Aim of the exercise:
Go through the records and give each one again exactly.

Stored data
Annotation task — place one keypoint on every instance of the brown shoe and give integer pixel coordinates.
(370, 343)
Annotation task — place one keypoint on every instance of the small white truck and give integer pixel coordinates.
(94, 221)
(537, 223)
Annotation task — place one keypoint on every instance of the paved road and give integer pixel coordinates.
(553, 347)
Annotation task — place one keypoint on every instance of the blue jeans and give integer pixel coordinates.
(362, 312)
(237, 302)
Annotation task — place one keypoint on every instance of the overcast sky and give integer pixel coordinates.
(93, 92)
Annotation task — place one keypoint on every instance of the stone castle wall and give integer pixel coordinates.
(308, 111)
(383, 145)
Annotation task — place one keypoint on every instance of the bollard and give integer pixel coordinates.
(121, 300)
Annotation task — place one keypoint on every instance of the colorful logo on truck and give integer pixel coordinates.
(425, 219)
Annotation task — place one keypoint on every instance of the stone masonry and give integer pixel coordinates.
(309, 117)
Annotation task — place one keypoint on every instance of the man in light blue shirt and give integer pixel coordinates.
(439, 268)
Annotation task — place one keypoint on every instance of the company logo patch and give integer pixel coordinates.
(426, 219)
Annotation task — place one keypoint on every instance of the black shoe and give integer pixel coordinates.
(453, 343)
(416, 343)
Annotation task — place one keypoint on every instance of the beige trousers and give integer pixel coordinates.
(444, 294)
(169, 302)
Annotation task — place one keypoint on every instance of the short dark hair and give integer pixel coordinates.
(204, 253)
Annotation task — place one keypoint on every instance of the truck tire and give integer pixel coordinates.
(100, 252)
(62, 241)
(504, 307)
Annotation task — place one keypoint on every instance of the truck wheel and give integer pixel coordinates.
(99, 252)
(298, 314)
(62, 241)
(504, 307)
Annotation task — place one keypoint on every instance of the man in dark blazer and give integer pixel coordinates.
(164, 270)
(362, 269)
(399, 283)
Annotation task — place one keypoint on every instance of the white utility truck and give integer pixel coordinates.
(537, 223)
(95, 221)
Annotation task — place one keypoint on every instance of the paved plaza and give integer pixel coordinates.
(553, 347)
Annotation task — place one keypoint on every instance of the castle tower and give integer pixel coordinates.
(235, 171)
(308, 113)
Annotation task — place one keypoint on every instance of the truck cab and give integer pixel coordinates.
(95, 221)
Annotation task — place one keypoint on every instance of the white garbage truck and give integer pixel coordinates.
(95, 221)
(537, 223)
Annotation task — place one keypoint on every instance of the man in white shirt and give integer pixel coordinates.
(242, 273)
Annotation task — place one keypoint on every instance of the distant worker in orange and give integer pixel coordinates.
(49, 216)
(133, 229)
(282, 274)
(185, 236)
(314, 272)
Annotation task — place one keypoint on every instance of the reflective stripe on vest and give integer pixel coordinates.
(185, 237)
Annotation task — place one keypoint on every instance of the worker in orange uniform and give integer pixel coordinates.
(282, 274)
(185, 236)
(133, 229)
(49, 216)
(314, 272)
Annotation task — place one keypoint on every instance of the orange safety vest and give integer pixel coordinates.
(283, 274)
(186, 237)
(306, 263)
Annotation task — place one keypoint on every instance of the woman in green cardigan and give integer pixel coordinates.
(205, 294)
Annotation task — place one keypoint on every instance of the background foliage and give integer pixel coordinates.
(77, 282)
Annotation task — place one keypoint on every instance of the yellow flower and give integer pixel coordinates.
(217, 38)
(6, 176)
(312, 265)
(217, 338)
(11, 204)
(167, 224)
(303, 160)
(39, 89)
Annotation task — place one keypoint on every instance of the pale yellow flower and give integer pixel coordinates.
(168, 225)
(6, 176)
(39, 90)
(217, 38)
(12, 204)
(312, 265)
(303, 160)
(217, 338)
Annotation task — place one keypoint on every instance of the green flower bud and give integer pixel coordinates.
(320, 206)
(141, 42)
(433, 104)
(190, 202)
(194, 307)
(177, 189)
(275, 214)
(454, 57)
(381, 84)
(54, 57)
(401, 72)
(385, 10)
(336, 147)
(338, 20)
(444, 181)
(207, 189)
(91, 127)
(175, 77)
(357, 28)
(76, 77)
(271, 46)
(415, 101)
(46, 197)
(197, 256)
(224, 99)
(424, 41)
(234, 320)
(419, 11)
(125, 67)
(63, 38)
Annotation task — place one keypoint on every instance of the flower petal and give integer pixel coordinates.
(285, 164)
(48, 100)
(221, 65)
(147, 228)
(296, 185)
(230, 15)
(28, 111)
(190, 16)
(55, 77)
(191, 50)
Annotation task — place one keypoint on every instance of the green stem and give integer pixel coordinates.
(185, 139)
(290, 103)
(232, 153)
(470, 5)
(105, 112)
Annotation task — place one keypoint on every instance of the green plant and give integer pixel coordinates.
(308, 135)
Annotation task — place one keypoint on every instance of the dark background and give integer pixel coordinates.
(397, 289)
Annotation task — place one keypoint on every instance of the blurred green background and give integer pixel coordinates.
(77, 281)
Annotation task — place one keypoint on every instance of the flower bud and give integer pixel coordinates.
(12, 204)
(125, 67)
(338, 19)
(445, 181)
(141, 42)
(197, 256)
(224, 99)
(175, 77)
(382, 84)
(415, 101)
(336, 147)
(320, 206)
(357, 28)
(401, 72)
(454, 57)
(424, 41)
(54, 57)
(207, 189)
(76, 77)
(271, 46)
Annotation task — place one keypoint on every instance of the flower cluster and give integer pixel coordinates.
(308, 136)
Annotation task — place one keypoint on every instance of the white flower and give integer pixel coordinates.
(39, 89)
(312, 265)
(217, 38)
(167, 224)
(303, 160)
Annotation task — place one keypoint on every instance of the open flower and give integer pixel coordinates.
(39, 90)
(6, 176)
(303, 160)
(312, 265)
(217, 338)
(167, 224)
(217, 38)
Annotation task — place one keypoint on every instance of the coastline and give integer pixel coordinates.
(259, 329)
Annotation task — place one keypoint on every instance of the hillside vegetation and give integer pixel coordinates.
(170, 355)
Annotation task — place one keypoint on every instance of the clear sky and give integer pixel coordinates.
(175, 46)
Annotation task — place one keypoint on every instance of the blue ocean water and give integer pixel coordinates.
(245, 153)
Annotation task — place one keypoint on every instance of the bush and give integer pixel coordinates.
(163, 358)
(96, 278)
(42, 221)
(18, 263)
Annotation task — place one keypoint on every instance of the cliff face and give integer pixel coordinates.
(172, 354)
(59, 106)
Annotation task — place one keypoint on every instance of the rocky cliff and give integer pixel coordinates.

Written response:
Annotation task — place one keypoint on every instance of the brown shoe and give integer pixel coordinates.
(370, 343)
Annotation task — place one keypoint on every instance of the small white truck and give integer pixel coordinates.
(94, 221)
(537, 223)
Annotation task — place one keypoint on every instance of the paved road and give integer pixel coordinates.
(553, 347)
Annotation task — place one keypoint on every instance of the blue jeans and give integer pixel coordinates.
(362, 312)
(237, 302)
Annotation task — place one keypoint on every instance of the overcast sky and give integer pixel coordinates.
(93, 92)
Annotation task — place one keypoint on every instance of the stone castle wall and give integer pixel coordinates.
(308, 111)
(383, 145)
Annotation task — place one keypoint on every instance of the bollard and give integer pixel coordinates.
(121, 300)
Annotation task — place one keypoint on every instance of the colorful logo on truck and give integer pixel coordinates.
(425, 219)
Annotation task — place one keypoint on every instance of the stone masonry and give integer pixel coordinates.
(309, 117)
Annotation task — place one keypoint on every instance of the man in light blue shirt and give integer pixel coordinates.
(439, 268)
Annotation task — place one keypoint on every instance of the company logo patch and give integer pixel coordinates.
(426, 219)
Annotation task — place one keypoint on every instance of the black shoe and give integer pixel coordinates.
(453, 343)
(416, 343)
Annotation task — place one keypoint on every instance of the beige trousers and give integer pixel coordinates.
(444, 294)
(169, 302)
Annotation task — place one keypoint on every instance of the short dark hair and give integer pixel coordinates.
(204, 253)
Annotation task — place one keypoint on every instance of the truck tire and give integer pixel coordinates.
(100, 252)
(62, 241)
(504, 307)
Annotation task — place one keypoint on every instance of the truck wheel and give integer pixel coordinates.
(99, 252)
(298, 314)
(62, 241)
(504, 307)
Annotation task — place one keypoint on every instance of the man in dark blazer and give integer pixel coordinates.
(164, 270)
(362, 269)
(399, 283)
Annotation task — place one keypoint on every instance of the white utility truck and give integer pixel coordinates.
(537, 223)
(95, 221)
Annotation task — place one keypoint on every instance of the paved plaza and give integer pixel coordinates.
(553, 347)
Annotation task — place one keypoint on every instance of the castle tower and give integer pixel coordinates.
(235, 171)
(308, 113)
Annotation task — place one keypoint on every instance of the truck cab and give integer pixel coordinates.
(95, 221)
Annotation task — place one keypoint on every instance of the white garbage truck and give integer pixel coordinates.
(95, 221)
(537, 223)
Annotation task — place one keypoint on every instance of the man in white shirt and give integer pixel coordinates.
(242, 273)
Annotation task — place one keypoint on every instance of the distant worker in orange and give integer pixel coordinates.
(49, 216)
(133, 229)
(282, 274)
(185, 236)
(314, 272)
Annotation task — place one keypoint on every instance of the reflective stripe on vest and give integer pixel coordinates.
(185, 237)
Annotation task — place one keypoint on every instance of the worker in orange uniform and give integer pixel coordinates.
(282, 274)
(185, 236)
(133, 229)
(49, 216)
(314, 272)
Annotation task — place one keypoint on every instance of the orange safety vest and give integer pixel coordinates.
(283, 274)
(186, 237)
(306, 263)
Annotation task — place one keypoint on every instance of the woman in green cardigan and give integer pixel coordinates.
(205, 294)
Annotation task — place one keypoint on every instance of the background foliage and give integer pixel coordinates.
(77, 282)
Annotation task — place one keypoint on every instance of the yellow flower and give integer pixel coordinates.
(217, 38)
(6, 176)
(312, 265)
(217, 338)
(11, 204)
(167, 224)
(303, 160)
(39, 89)
Annotation task — place one keypoint on every instance of the pale yellow flower and give integer pixel coordinates.
(168, 225)
(6, 176)
(39, 90)
(217, 38)
(12, 204)
(312, 265)
(303, 160)
(217, 338)
Annotation task — place one keypoint on every instance of the green flower bud and give integer pixel coordinates.
(320, 206)
(141, 42)
(433, 104)
(190, 202)
(194, 307)
(177, 189)
(275, 214)
(454, 57)
(381, 84)
(54, 57)
(401, 72)
(385, 10)
(336, 147)
(338, 20)
(444, 181)
(207, 189)
(91, 127)
(175, 77)
(357, 28)
(76, 77)
(271, 46)
(415, 101)
(46, 197)
(197, 256)
(224, 99)
(424, 41)
(234, 320)
(419, 11)
(125, 67)
(63, 38)
Annotation task — place one keypoint on every instance of the flower petal and give integer pixel coordinates.
(285, 164)
(48, 100)
(221, 65)
(147, 228)
(296, 185)
(230, 15)
(28, 111)
(190, 16)
(55, 77)
(191, 50)
Annotation task — place one keypoint on every instance of the green stem and give integer pixel coordinates.
(185, 139)
(290, 103)
(232, 153)
(470, 5)
(105, 112)
Annotation task — place one keypoint on every instance of the green plant and give integer pixel coordinates.
(308, 135)
Annotation task — place one keypoint on every instance of the dark background and give integer pixel coordinates.
(397, 289)
Annotation task — place one keypoint on every instance of the blurred green background and give integer pixel coordinates.
(77, 281)
Annotation task — place one keypoint on every instance of the flower bud and give integer pixel coordinates.
(12, 204)
(125, 67)
(338, 19)
(445, 181)
(141, 42)
(197, 256)
(224, 99)
(175, 77)
(382, 84)
(415, 101)
(336, 147)
(320, 206)
(357, 28)
(401, 72)
(454, 57)
(424, 41)
(54, 57)
(207, 189)
(76, 77)
(271, 46)
Annotation task — place one keypoint on every instance of the flower cluster and give integer pixel coordinates.
(308, 136)
Annotation task — place one keypoint on every instance of the white flower and give integer pixel coordinates.
(39, 89)
(312, 265)
(217, 38)
(167, 224)
(303, 160)
Annotation task — place one keypoint on every instance of the open flower and give integer pixel coordinates.
(39, 90)
(6, 176)
(303, 160)
(312, 265)
(217, 338)
(167, 224)
(217, 38)
Annotation task — place one keypoint on every instance of the coastline and give integer pixel coordinates.
(259, 329)
Annotation task — place one keypoint on every instance of the hillside vegetation and give integer pixel coordinates.
(170, 355)
Annotation task — place one keypoint on every instance of the clear sky and give integer pixel coordinates.
(175, 46)
Annotation task — place one keypoint on every instance of the blue ocean water and give integer pixel coordinates.
(245, 153)
Annotation task — place one keypoint on every instance of the bush and give integer pixel coordinates.
(163, 358)
(96, 278)
(42, 221)
(18, 263)
Annotation task — place one keypoint on every instance of the cliff face and give integer pixel coordinates.
(172, 354)
(59, 106)
Annotation task — place one keypoint on every instance of the rocky cliff and give integer pixel coordinates.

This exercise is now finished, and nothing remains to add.